== What the task asks ==
List every row below that contains the string "negative". Case counts.

== Supplied entries ==

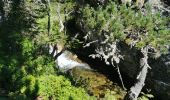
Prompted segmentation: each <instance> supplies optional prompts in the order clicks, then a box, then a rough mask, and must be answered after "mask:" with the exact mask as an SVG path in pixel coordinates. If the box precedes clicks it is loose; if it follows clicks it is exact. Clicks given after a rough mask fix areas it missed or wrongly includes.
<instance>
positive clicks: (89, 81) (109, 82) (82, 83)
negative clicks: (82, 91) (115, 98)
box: [69, 67, 126, 100]
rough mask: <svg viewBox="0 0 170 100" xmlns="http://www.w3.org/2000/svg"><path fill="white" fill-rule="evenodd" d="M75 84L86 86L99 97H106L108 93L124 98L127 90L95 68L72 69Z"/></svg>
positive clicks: (75, 68) (86, 86)
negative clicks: (121, 87)
mask: <svg viewBox="0 0 170 100" xmlns="http://www.w3.org/2000/svg"><path fill="white" fill-rule="evenodd" d="M69 73H70V75H71V76H72V78H73V81H74V83H75V85H78V86H82V87H84V88H86V90H87V91H88V93H89V94H90V95H92V96H95V97H97V98H106V96H107V95H108V94H110V95H112V96H115V97H117V99H116V100H119V99H120V100H123V97H124V95H125V93H126V92H125V91H123V89H122V88H121V87H120V86H118V85H117V84H116V83H113V82H112V81H110V80H109V79H108V78H107V77H106V76H104V75H103V74H100V73H98V72H95V71H93V70H87V69H82V68H79V67H75V68H73V69H72V70H70V72H69Z"/></svg>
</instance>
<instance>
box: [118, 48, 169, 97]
mask: <svg viewBox="0 0 170 100" xmlns="http://www.w3.org/2000/svg"><path fill="white" fill-rule="evenodd" d="M121 47H122V48H121V51H122V52H121V53H122V55H124V60H123V61H121V63H120V69H121V71H122V72H123V73H125V74H126V75H127V76H129V77H131V78H132V79H134V80H136V76H137V73H138V70H139V67H138V66H139V55H140V54H139V52H138V50H135V49H131V48H129V47H128V46H126V45H123V46H121ZM149 65H150V67H151V69H150V70H149V73H148V74H147V79H146V87H147V88H148V89H151V90H152V93H153V94H154V95H155V97H156V98H159V99H161V100H169V99H170V53H169V54H167V55H162V56H160V57H159V58H158V59H152V58H150V59H149Z"/></svg>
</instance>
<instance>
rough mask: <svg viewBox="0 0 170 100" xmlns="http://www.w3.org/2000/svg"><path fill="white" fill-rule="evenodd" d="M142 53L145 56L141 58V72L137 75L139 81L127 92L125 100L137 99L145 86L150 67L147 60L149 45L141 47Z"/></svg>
mask: <svg viewBox="0 0 170 100" xmlns="http://www.w3.org/2000/svg"><path fill="white" fill-rule="evenodd" d="M141 53H142V56H143V57H142V58H141V59H140V70H139V74H138V75H137V81H136V83H135V84H134V86H132V87H131V88H130V90H129V91H128V93H127V94H126V96H125V100H137V97H138V96H139V94H140V92H141V90H142V88H143V86H144V85H145V79H146V75H147V72H148V68H149V65H148V61H147V60H148V46H146V47H145V48H143V49H141Z"/></svg>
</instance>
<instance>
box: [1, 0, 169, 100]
mask: <svg viewBox="0 0 170 100" xmlns="http://www.w3.org/2000/svg"><path fill="white" fill-rule="evenodd" d="M7 1H8V2H3V1H2V0H1V1H0V89H3V90H5V94H7V96H9V98H11V99H16V100H19V99H20V100H24V99H36V98H43V99H45V100H46V99H56V100H90V99H94V97H90V96H89V95H88V94H87V91H85V89H83V88H81V87H78V86H74V85H72V84H71V83H72V82H71V81H70V79H69V78H68V77H65V76H62V75H60V74H59V73H58V72H59V71H58V70H57V69H56V67H55V66H56V65H55V64H56V63H55V62H54V59H53V58H52V57H50V55H49V54H48V48H47V47H48V45H49V44H57V43H60V44H63V45H65V46H67V47H70V48H73V47H72V46H73V45H74V46H75V48H76V46H77V45H78V46H77V48H78V47H79V46H80V45H81V44H83V43H85V42H87V43H88V42H91V41H96V40H99V41H103V42H105V41H104V40H105V39H106V38H107V41H106V42H107V43H112V42H114V41H123V42H125V43H126V44H128V45H130V46H135V47H136V48H138V49H141V48H143V47H145V46H146V45H151V46H152V47H153V48H155V49H157V50H158V51H160V52H165V51H166V50H167V45H169V44H170V35H169V33H170V30H169V27H168V25H169V21H170V18H167V17H166V16H162V14H161V13H160V12H158V13H154V14H152V12H151V8H150V7H149V6H148V5H147V4H146V5H145V9H144V11H142V10H139V9H135V8H131V7H127V6H125V5H121V4H118V2H114V1H112V0H109V1H108V3H106V4H105V5H100V4H99V5H95V6H92V5H90V3H89V2H90V1H87V2H86V3H85V4H83V5H81V4H80V3H79V2H76V1H74V0H64V1H63V0H62V1H60V0H51V2H50V4H48V3H49V2H48V0H25V1H24V0H7ZM48 14H50V20H49V18H48V17H49V16H48ZM1 15H2V17H1ZM73 19H74V21H75V24H76V25H73V26H74V27H73V28H75V27H76V28H77V27H78V28H80V30H81V32H82V33H81V32H80V34H78V36H80V38H83V37H84V36H88V38H86V39H84V40H82V39H81V40H79V39H77V38H76V37H75V39H73V38H74V37H69V36H70V33H69V30H68V29H67V27H66V26H67V24H68V23H67V22H68V21H70V20H73ZM49 21H50V22H49ZM49 23H50V24H49ZM49 25H50V26H49ZM62 25H63V26H62ZM62 27H63V29H62ZM48 28H50V29H48ZM75 34H76V33H75ZM98 45H103V44H100V43H99V42H98ZM0 91H1V90H0ZM108 98H109V99H110V100H111V99H112V98H114V97H112V96H110V94H108ZM109 99H108V100H109Z"/></svg>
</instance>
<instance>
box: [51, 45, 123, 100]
mask: <svg viewBox="0 0 170 100" xmlns="http://www.w3.org/2000/svg"><path fill="white" fill-rule="evenodd" d="M52 49H53V48H51V50H50V51H49V53H52V51H53V50H52ZM53 54H54V55H53V56H55V55H57V54H56V53H53ZM55 62H56V67H57V68H58V69H59V70H60V71H62V72H64V73H67V74H69V75H70V76H71V77H72V81H73V84H74V85H76V86H80V87H83V88H85V90H86V91H87V92H88V94H89V95H91V96H95V97H97V98H98V99H101V98H102V99H104V100H123V97H124V96H125V94H126V91H124V90H123V89H122V88H121V87H120V86H119V85H118V83H116V82H115V83H114V81H113V80H110V79H109V78H108V77H109V76H110V75H109V74H108V76H106V75H104V73H102V72H99V71H98V70H97V69H95V68H94V65H95V64H94V65H93V64H87V63H85V62H83V61H82V60H80V59H79V58H78V56H77V55H76V54H74V53H72V52H71V51H68V50H64V51H62V52H61V53H58V55H57V57H56V60H55ZM98 65H100V63H98V64H96V67H103V66H104V65H105V64H102V63H101V66H98ZM103 68H104V67H103ZM110 72H112V73H113V72H114V70H112V69H111V70H110ZM112 76H113V75H111V76H110V77H112ZM112 79H114V77H113V78H112ZM115 80H117V79H115Z"/></svg>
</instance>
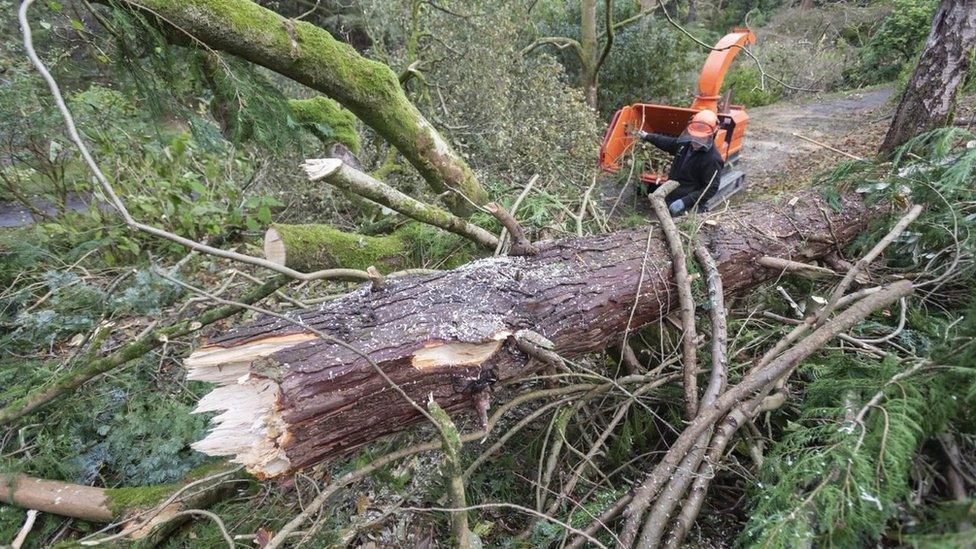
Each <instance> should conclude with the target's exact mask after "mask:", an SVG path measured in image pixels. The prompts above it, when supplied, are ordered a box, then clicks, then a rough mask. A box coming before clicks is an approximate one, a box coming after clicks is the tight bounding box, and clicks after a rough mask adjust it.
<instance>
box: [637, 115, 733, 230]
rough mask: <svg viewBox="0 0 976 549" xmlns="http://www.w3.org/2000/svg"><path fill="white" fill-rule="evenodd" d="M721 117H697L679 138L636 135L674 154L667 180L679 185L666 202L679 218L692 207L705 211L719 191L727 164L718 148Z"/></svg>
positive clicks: (667, 136)
mask: <svg viewBox="0 0 976 549" xmlns="http://www.w3.org/2000/svg"><path fill="white" fill-rule="evenodd" d="M716 131H718V116H716V115H715V113H714V112H712V111H710V110H707V109H705V110H702V111H699V112H698V113H697V114H695V116H694V118H692V119H691V122H690V123H689V124H688V128H687V129H685V131H684V132H683V133H682V134H681V135H680V136H679V137H670V136H667V135H662V134H658V133H647V132H645V131H639V132H637V136H638V137H639V138H640V139H641V141H646V142H648V143H651V144H652V145H654V146H655V147H657V148H659V149H661V150H662V151H665V152H667V153H669V154H671V155H674V160H673V161H672V163H671V169H670V170H669V171H668V179H671V180H674V181H677V182H678V188H677V189H675V190H673V191H671V194H669V195H668V196H667V197H665V200H666V202H667V204H668V210H670V211H671V215H680V214H682V213H684V212H687V211H688V210H690V209H691V208H696V207H697V209H698V211H700V212H703V211H705V210H706V207H707V206H706V205H707V204H708V200H709V199H710V198H711V197H712V196H713V195H714V194H715V192H716V191H718V185H719V180H720V178H721V173H722V168H723V167H725V161H724V160H722V155H721V153H719V152H718V150H717V149H716V148H715V132H716Z"/></svg>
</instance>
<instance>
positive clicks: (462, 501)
mask: <svg viewBox="0 0 976 549" xmlns="http://www.w3.org/2000/svg"><path fill="white" fill-rule="evenodd" d="M427 411H429V412H430V417H431V418H433V420H434V424H435V426H436V427H437V430H438V432H439V433H440V435H441V441H442V442H443V443H444V456H445V457H446V458H447V463H446V466H447V467H446V469H447V475H446V476H447V481H448V494H449V496H450V498H451V507H453V508H454V509H464V508H465V507H467V506H468V503H467V499H466V497H465V495H464V468H463V467H462V465H461V435H460V434H459V433H458V430H457V426H456V425H454V422H453V421H452V420H451V416H450V414H448V413H447V412H446V411H445V410H444V409H443V408H441V407H440V406H439V405H438V404H437V402H436V401H435V400H434V395H433V394H432V395H430V399H429V400H428V401H427ZM451 531H452V532H453V533H454V542H455V544H456V547H459V548H461V549H467V548H469V547H471V531H470V530H469V529H468V512H467V511H464V510H460V511H452V512H451Z"/></svg>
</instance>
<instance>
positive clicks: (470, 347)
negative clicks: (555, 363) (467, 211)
mask: <svg viewBox="0 0 976 549" xmlns="http://www.w3.org/2000/svg"><path fill="white" fill-rule="evenodd" d="M841 201H842V205H843V208H842V209H841V211H837V210H835V209H834V208H830V207H827V206H826V204H825V203H824V201H823V199H822V198H821V197H820V194H819V193H818V192H811V193H808V194H806V195H804V197H803V200H801V201H799V202H798V204H797V205H796V206H795V207H794V208H793V209H792V211H791V212H790V213H788V214H787V213H784V212H782V211H781V209H778V208H771V207H769V206H768V205H767V204H763V203H756V204H749V205H745V206H743V207H742V208H741V209H739V210H737V211H735V212H732V215H728V216H727V217H723V216H722V215H721V214H713V215H712V216H711V218H710V219H709V222H708V223H706V224H704V225H703V226H702V230H701V234H700V235H699V236H700V238H701V239H702V242H703V243H704V244H705V245H706V246H707V247H708V248H709V251H710V253H711V254H712V256H713V257H715V263H716V266H717V269H718V271H719V273H720V275H721V277H722V279H723V281H724V287H725V293H726V294H727V295H734V294H736V293H740V292H742V291H745V290H747V289H749V288H752V287H753V286H755V285H756V284H758V283H760V282H762V281H764V280H767V279H769V278H771V277H773V276H775V275H776V273H775V272H772V271H770V270H769V269H767V268H765V267H763V266H761V265H760V264H759V262H758V259H759V258H760V257H762V256H763V255H773V256H783V257H795V256H798V255H799V254H800V250H802V251H803V254H804V255H803V257H809V258H817V257H820V256H823V255H824V254H827V253H830V252H831V251H833V249H834V245H833V243H832V239H829V238H821V239H816V240H815V239H813V238H810V237H812V236H817V235H819V236H826V235H830V234H831V227H830V225H832V226H833V232H834V233H835V234H836V235H837V238H838V240H839V241H840V243H841V244H843V243H845V242H849V241H850V240H852V239H853V238H854V237H855V236H856V235H858V234H860V233H861V232H862V231H863V230H864V228H865V227H866V224H867V222H868V221H869V220H870V218H871V216H872V215H874V214H875V213H878V212H880V211H882V210H881V209H880V206H877V207H874V208H873V209H872V208H868V207H867V206H866V205H865V204H864V203H863V202H862V201H861V200H860V198H859V197H858V196H855V195H851V196H843V197H842V198H841ZM821 209H823V211H824V212H826V217H825V216H824V214H823V213H821ZM797 223H799V224H802V225H803V226H804V228H805V230H804V231H803V234H802V235H801V234H800V233H798V232H797V231H796V230H795V229H794V225H795V224H797ZM804 238H807V240H804ZM538 246H539V253H538V254H537V255H535V256H526V257H513V256H505V257H492V258H486V259H481V260H478V261H475V262H472V263H470V264H468V265H465V266H463V267H461V268H458V269H455V270H453V271H446V272H442V273H437V274H432V275H425V276H415V277H396V278H388V279H387V280H386V281H385V283H384V285H383V287H382V288H381V289H378V290H374V289H371V288H370V287H369V286H368V285H367V286H363V287H361V288H360V289H358V290H356V291H354V292H352V293H350V294H348V295H346V296H344V297H341V298H338V299H335V300H332V301H329V302H327V303H324V304H322V305H321V306H319V307H318V308H316V309H310V310H306V311H299V312H297V313H296V315H297V318H298V319H300V321H301V322H302V323H304V324H307V325H309V326H311V327H314V328H315V329H316V330H321V331H323V332H325V333H328V334H330V335H333V336H335V337H337V338H340V339H342V340H343V341H345V342H347V343H349V344H350V345H353V346H354V347H356V348H357V349H359V350H361V351H363V352H364V353H366V354H368V355H369V356H370V358H371V359H372V360H373V361H374V362H375V363H376V364H377V365H378V366H379V367H380V368H381V369H382V370H383V371H384V372H385V373H386V374H387V375H388V376H389V377H390V379H392V380H393V381H394V382H396V383H397V384H398V385H400V387H401V388H403V390H404V391H406V392H407V394H409V395H410V397H411V398H412V399H414V400H415V401H419V402H423V401H426V400H427V398H428V396H429V395H430V394H431V393H433V396H434V398H435V399H436V400H437V402H438V403H439V404H440V405H441V406H443V407H444V408H445V409H446V410H449V411H458V410H472V409H474V408H475V405H476V401H477V398H476V395H477V394H478V393H480V391H481V390H483V389H484V387H486V386H489V385H491V384H492V383H494V382H497V381H505V380H512V379H516V378H519V377H521V376H524V375H526V374H527V373H528V372H530V371H532V369H533V368H536V367H537V366H536V365H530V364H529V362H530V360H529V359H530V355H529V354H527V353H526V352H525V349H526V348H527V347H525V337H524V336H521V337H520V336H517V335H516V334H529V333H534V334H538V335H539V336H540V338H541V341H543V342H544V343H545V342H549V343H551V347H552V349H551V350H547V351H548V352H551V353H553V354H558V355H557V357H558V356H559V355H561V356H563V357H567V358H572V357H575V356H580V355H583V354H585V353H590V352H593V351H597V350H602V349H604V348H605V347H606V346H607V345H608V344H611V343H613V342H617V341H619V338H620V334H621V333H623V331H624V329H625V327H626V326H627V325H628V322H630V325H631V327H632V328H637V327H639V326H643V325H646V324H648V323H651V322H656V321H658V320H659V319H661V318H662V317H663V316H664V315H666V314H667V313H668V312H670V311H671V310H672V309H673V308H675V307H676V305H677V298H676V292H675V286H674V273H673V267H672V264H671V254H670V252H669V251H668V248H667V245H666V243H665V242H664V241H663V239H662V238H661V237H659V236H657V235H656V234H655V236H654V237H653V238H651V240H650V241H649V242H648V238H647V230H646V228H640V229H632V230H625V231H620V232H616V233H610V234H601V235H594V236H588V237H584V238H577V239H570V240H563V241H550V242H545V243H539V244H538ZM645 252H646V253H645ZM642 271H643V272H645V283H644V284H643V285H641V287H640V293H639V294H638V293H637V290H638V279H639V277H640V273H641V272H642ZM631 312H633V318H632V320H631ZM281 338H294V339H281ZM545 347H546V345H542V346H541V347H540V349H545ZM417 365H420V366H421V367H420V368H418V367H417ZM187 369H188V371H189V372H190V373H189V375H190V376H191V377H192V378H194V379H212V380H215V381H217V382H218V383H219V386H218V387H217V388H216V389H215V390H214V391H213V392H212V393H211V395H209V396H207V397H205V398H204V400H203V401H202V402H201V408H202V409H204V408H205V409H208V410H210V409H212V410H218V411H220V410H223V411H224V413H222V414H221V415H219V416H218V417H217V418H216V420H215V425H216V428H215V429H214V431H213V432H212V433H211V435H209V436H208V437H207V438H206V439H205V440H204V441H201V442H199V443H197V445H196V447H197V448H200V449H202V450H204V451H205V452H207V453H212V454H219V455H231V454H233V455H234V456H235V457H234V460H235V461H237V462H240V463H244V464H245V465H247V467H248V469H249V470H250V471H251V472H252V473H254V474H257V475H260V476H275V475H279V474H283V473H287V472H292V471H294V470H297V469H299V468H302V467H305V466H308V465H311V464H313V463H316V462H319V461H321V460H324V459H329V458H332V457H335V456H338V455H341V454H342V453H344V452H347V451H349V450H351V449H353V448H356V447H358V446H360V445H362V444H364V443H367V442H370V441H372V440H375V439H377V438H379V437H381V436H383V435H386V434H390V433H396V432H401V431H404V430H406V429H408V428H409V427H410V426H411V425H412V424H414V423H416V422H418V421H419V420H420V419H421V416H420V414H419V413H418V412H417V411H416V410H415V409H414V408H413V407H412V406H411V404H410V403H408V402H406V401H405V399H403V398H402V397H401V396H400V395H399V394H398V393H397V392H396V391H395V390H394V389H392V388H391V387H390V385H389V384H388V383H387V382H386V381H384V380H383V379H382V378H381V377H380V376H379V375H378V374H377V372H376V371H375V370H374V369H373V368H372V367H371V366H370V365H369V364H368V363H367V362H366V361H364V360H363V359H362V357H360V356H359V355H357V354H355V353H353V352H351V351H349V350H347V349H344V348H342V347H340V346H337V345H334V344H330V343H328V342H326V341H324V340H320V339H318V338H317V337H316V336H314V335H313V334H310V333H306V332H305V331H304V330H303V329H302V328H300V327H299V326H296V325H294V324H292V323H289V322H285V321H283V320H281V319H276V318H264V319H261V320H257V321H255V322H251V323H248V324H245V325H243V326H240V327H238V328H236V329H234V330H231V331H230V332H228V333H226V334H223V335H221V336H219V337H217V338H215V339H214V340H213V341H211V342H210V343H209V344H208V345H207V346H206V347H204V348H203V349H201V350H199V351H197V352H195V353H194V354H193V355H191V357H190V358H189V359H188V361H187ZM269 395H270V396H269Z"/></svg>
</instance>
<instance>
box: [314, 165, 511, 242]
mask: <svg viewBox="0 0 976 549" xmlns="http://www.w3.org/2000/svg"><path fill="white" fill-rule="evenodd" d="M304 168H305V173H307V174H308V179H309V181H312V182H315V181H322V180H325V181H326V182H327V183H329V184H330V185H332V186H334V187H336V188H337V189H341V190H343V191H348V192H351V193H355V194H358V195H359V196H362V197H363V198H367V199H369V200H372V201H373V202H376V203H377V204H381V205H383V206H386V207H387V208H390V209H391V210H395V211H397V212H400V213H401V214H403V215H405V216H407V217H409V218H411V219H415V220H417V221H420V222H422V223H426V224H428V225H433V226H435V227H438V228H441V229H444V230H445V231H448V232H452V233H454V234H457V235H460V236H463V237H465V238H467V239H468V240H471V241H473V242H475V243H476V244H479V245H481V246H484V247H486V248H494V247H495V246H497V245H498V237H496V236H495V235H493V234H491V233H490V232H488V231H486V230H485V229H482V228H481V227H479V226H477V225H475V224H473V223H471V222H469V221H466V220H464V219H461V218H460V217H458V216H456V215H454V214H452V213H450V212H448V211H447V210H442V209H441V208H438V207H437V206H432V205H430V204H426V203H424V202H421V201H419V200H417V199H415V198H412V197H410V196H407V195H406V194H403V193H402V192H400V191H398V190H396V189H394V188H393V187H390V186H389V185H387V184H386V183H383V182H382V181H379V180H377V179H373V178H372V177H370V176H369V175H367V174H365V173H363V172H361V171H359V170H355V169H353V168H351V167H349V166H347V165H345V164H344V163H343V162H342V160H341V159H338V158H318V159H309V160H306V161H305V164H304Z"/></svg>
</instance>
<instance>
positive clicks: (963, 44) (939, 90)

== Response area ==
negative clicks: (82, 91) (115, 98)
negative clicks: (121, 87)
negative clicks: (555, 363) (467, 211)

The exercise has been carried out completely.